--- The data ---
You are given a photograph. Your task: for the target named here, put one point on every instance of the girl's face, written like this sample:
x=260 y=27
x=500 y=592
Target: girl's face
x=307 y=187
---
Each entry above is to be transcribed without alteration.

You are given a photograph. Your task: for the target named here, put one point on every instance of the girl's face, written like this sample:
x=260 y=27
x=500 y=592
Target: girl's face
x=307 y=187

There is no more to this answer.